__EXERCISE DETAILS__. In the reading passage, which fruit of the Spirit does the writer say we lack, causing us to get lost in our cell phones?

__READING PASSAGE__.

Thank you for providing a calm and reasoned reminder that technology is not evil. I knew that about guns, but sometimes when I see the death of an entire culture swirling the drain of Apple’s latest piece of nonsense, I really do want to blame the microchip. While self-driving corn harvesters might not have been welcomed by the thinkers in the Old Antebellum South (a land I dearly love), God has granted us that today. GPS isn’t evil and Rand McNally wasn’t a saint.
Our hearts are evil and we get lost in our cell phones because we lack a vital fruit of the Spirit called self-control. We also lack manners, morals, common decency, and any sense of propriety. But the iPad didn’t create that, it merely exposed it.
Malachi, yes, you are right. We have to walk a tightrope, and the balancing pole is a long one.
The Pence Rule
Hello Pastor Doug, A few weeks ago you wrote something about how pastors (and men in general) should seek to be careful when interacting with women as a safeguard to avoiding sexual immorality. I would like your views on this article (by the Gospel Coalition) which says that men endeavouring to be careful can make women feel they are dangerous. Thoughts?
Kip, I haven’t had time to go through the article, but I can say this much. Women should feel like they are dangerous. Of course they are dangerous. And the most dangerous are those who don’t understand what the danger is.
Pietism and Heaven?

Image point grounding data
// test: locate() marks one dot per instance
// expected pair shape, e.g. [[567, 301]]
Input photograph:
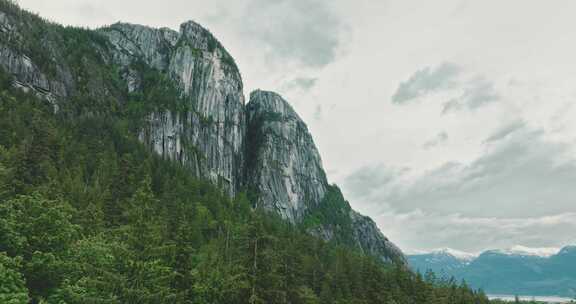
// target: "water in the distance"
[[530, 298]]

__TASK RESULT__. Self-control.